Non-final grades: Judging Tim Cook’s tenure

Grading on the crazy curve.

Macalope

There’s grading on a curve and then there’s grading on a rollercoaster of personal emotion that no one really understands.

Writing for the Forbes contributor network and lightly used baboon replacement heart refurbishing center, Jay Somaney doesn’t realize he’s just auditing this class, not teaching it.

“After 5 Years As Apple CEO, Tim Cook Scores C-.” (Tip o’ the antlers to Philip Speicher.)

How exactly has Tim Cook fared in the five years since he has been the CEO of the world’s most profitable and valuable company?

On a scale of one to boogers, how well would you rate Tim Cook? However many minutes you can hold your hand in this Dune pain box will be your rating of Cook’s performance. Gee, that wasn’t very long. You must think Cook’s a terrible CEO.

Let’s start off with the most obvious criteria that CEOs should be judged on…

The evening wear competition.

…which is the performance of the shares under his stewardship.

Close.

As Somaney points out, Apple’s shares have gone up massively, but not as much as the NASDAQ. Thus, below-average performance. No need to discuss Wall Street’s perennial misunderstanding of Apple or Apple’s ridiculously low price-to-earnings ratio.

Also the fact that it handily beat the S&P 500. Certainly not at all noteworthy. C for market performance.

Okay, let’s examine the next area that a CEO should be graded on. As they say, a CEO is only as good as the people he/she surrounds himself with.

This is not really a metric. It’s just an excuse for Somaney to scratch his persistent itches despite his doctor’s continued warning that he’s going to infect that.

I have two people and two people that immediately come to mind. [sic]

Because I’ve basically been complaining about the same nonsense for months.

John Browett, who was hired as Senior VP of retail with a 100,000 share stock grant only to be fired 6 months later…

Cook has admitted that Browett was a mistake. But irrespective of that, this whole tic that Somaney has of trying to bash Cook over the head with his hires to show “he’s no Steve Jobs” ignores the fact that Steve Jobs did exactly the same thing when he hired then fired Mark Papermaster.

Presumably that was Cook’s fault as well. Everything, when you get down to the root cause, is Tim Cook’s fault, from falling iPhone sales to the cancellation of Firefly.

Cook also hired now-CFO Luca Maestri, who is incredibly capable and sounds amazing on every single quarterly conference call. But we’re only looking at the “two people and two people” Somaney wants to complain about.

═══

■ Exercise set
A: In the column above, rewrite the paragraph beginning "Cook has admitted that Browett was a mistake" more briefly, keeping its main facts.
B: Please reproduce everything in the column from "Cook has admitted" down to "to complain about.".
C: Answer these questions about the column, one line each:
(i) What grade does the quoted Forbes headline give Tim Cook after five years as Apple CEO?
(ii) Which index did Apple's shares handily beat?
(iii) What position was John Browett hired for?

═══

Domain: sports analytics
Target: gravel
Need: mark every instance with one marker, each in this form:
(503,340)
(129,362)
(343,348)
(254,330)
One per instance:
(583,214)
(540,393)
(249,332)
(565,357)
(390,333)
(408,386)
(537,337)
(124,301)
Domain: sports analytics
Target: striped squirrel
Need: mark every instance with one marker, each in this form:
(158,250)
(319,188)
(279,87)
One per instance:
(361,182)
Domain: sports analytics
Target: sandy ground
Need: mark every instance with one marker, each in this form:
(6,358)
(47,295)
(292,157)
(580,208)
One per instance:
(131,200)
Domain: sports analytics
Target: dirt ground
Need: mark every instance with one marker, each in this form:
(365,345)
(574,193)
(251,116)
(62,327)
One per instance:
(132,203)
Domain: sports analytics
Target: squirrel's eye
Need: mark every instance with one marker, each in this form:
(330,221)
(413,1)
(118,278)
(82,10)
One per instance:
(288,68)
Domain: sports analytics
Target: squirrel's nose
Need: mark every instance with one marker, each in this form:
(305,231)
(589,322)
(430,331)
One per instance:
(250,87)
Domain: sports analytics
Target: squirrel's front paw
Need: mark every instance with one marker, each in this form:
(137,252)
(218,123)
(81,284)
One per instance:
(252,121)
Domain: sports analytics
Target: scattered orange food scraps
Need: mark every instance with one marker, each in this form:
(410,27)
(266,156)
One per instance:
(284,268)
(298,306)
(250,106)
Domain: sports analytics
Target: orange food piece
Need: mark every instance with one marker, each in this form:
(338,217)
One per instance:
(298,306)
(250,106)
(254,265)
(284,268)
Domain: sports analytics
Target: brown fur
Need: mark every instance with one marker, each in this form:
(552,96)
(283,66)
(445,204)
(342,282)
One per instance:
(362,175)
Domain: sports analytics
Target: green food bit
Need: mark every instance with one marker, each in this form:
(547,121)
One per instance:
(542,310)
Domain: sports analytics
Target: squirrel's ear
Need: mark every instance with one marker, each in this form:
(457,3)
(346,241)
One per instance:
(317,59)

═══

■ Numbered responses
A: Cook has admitted that hiring Browett was a mistake. Still, Somaney's habit of using Cook's hires to show "he's no Steve Jobs" ignores that Jobs did the same thing when he hired and then fired Mark Papermaster.

B:
Cook has admitted that Browett was a mistake. But irrespective of that, this whole tic that Somaney has of trying to bash Cook over the head with his hires to show “he’s no Steve Jobs” ignores the fact that Steve Jobs did exactly the same thing when he hired then fired Mark Papermaster.

Presumably that was Cook’s fault as well. Everything, when you get down to the root cause, is Tim Cook’s fault, from falling iPhone sales to the cancellation of Firefly.

Cook also hired now-CFO Luca Maestri, who is incredibly capable and sounds amazing on every single quarterly conference call. But we’re only looking at the “two people and two people” Somaney wants to complain about.

C:
(i) C-
(ii) The S&P 500
(iii) Senior VP of retail